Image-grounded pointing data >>
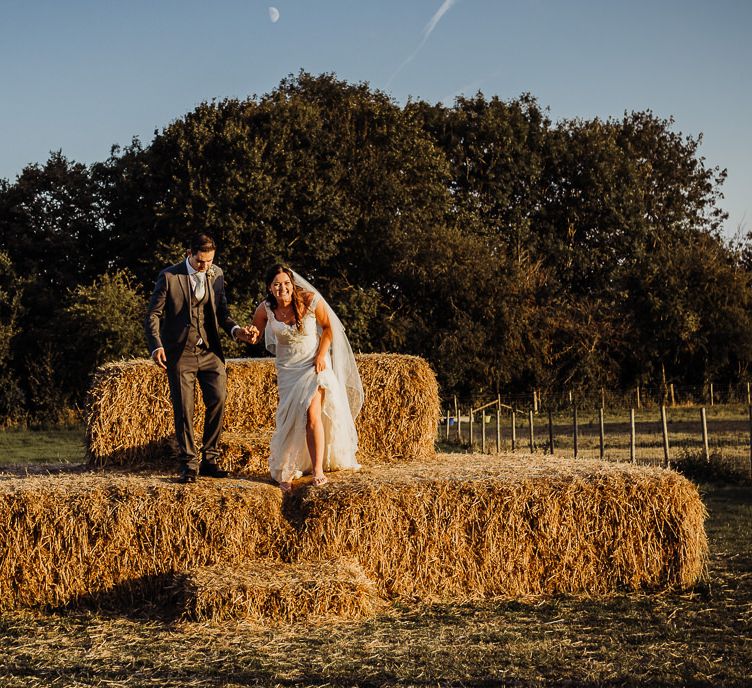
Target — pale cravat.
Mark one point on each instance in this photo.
(200, 285)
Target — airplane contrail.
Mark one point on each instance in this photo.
(427, 31)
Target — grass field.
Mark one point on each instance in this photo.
(60, 445)
(728, 434)
(699, 638)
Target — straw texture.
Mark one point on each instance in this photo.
(66, 537)
(476, 526)
(129, 414)
(452, 528)
(274, 592)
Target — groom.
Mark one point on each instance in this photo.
(186, 310)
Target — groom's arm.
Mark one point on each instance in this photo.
(154, 314)
(223, 312)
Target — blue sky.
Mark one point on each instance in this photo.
(82, 75)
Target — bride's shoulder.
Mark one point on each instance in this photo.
(308, 298)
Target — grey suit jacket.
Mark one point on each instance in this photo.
(168, 317)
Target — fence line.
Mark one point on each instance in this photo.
(732, 439)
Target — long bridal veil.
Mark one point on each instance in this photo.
(343, 360)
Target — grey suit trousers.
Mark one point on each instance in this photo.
(202, 365)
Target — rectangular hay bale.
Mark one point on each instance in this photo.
(267, 591)
(129, 414)
(476, 526)
(64, 538)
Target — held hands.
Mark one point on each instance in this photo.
(249, 334)
(320, 363)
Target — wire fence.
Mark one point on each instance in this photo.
(653, 434)
(671, 395)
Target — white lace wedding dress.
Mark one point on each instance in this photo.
(297, 381)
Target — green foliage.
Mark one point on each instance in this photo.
(508, 250)
(109, 314)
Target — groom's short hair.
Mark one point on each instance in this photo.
(202, 242)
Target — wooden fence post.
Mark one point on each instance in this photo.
(704, 421)
(498, 426)
(574, 430)
(532, 432)
(750, 441)
(664, 424)
(632, 433)
(550, 432)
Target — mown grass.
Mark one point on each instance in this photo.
(728, 435)
(55, 445)
(703, 637)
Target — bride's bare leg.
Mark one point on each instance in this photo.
(315, 437)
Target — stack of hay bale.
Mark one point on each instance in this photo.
(410, 524)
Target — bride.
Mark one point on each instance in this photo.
(320, 392)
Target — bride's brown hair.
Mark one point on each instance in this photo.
(298, 306)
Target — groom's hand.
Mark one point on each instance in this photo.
(159, 358)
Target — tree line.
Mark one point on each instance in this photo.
(510, 251)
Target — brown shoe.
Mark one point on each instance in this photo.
(211, 470)
(187, 476)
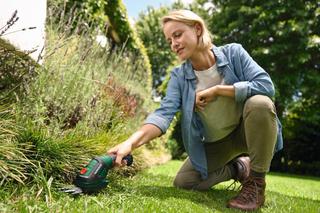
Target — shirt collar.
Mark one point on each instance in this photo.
(221, 60)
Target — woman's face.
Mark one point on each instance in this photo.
(182, 38)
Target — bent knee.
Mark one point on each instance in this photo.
(259, 103)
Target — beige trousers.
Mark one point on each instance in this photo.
(255, 136)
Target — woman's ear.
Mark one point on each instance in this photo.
(198, 29)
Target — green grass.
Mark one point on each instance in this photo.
(152, 191)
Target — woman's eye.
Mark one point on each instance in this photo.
(177, 35)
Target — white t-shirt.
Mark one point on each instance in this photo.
(221, 116)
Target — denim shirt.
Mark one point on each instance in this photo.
(238, 69)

Your objective >> Could you repeat exactly the lines above from the line with "Target — stack of hay bale." up to and including the line with "Target — brown shoe.", and only those?

Solution for this exercise >>
Target — stack of hay bale.
Mark one point on each instance in this photo.
(410, 524)
Target — bride.
Mark one point on each instance in this photo.
(320, 392)
Target — bride's brown hair.
Mark one point on each instance in this photo.
(298, 306)
Target — groom's hand.
Mark one point on each instance in this photo.
(159, 358)
Target — tree line.
Mark one point on each instance in this photo.
(510, 251)
Target — brown shoe.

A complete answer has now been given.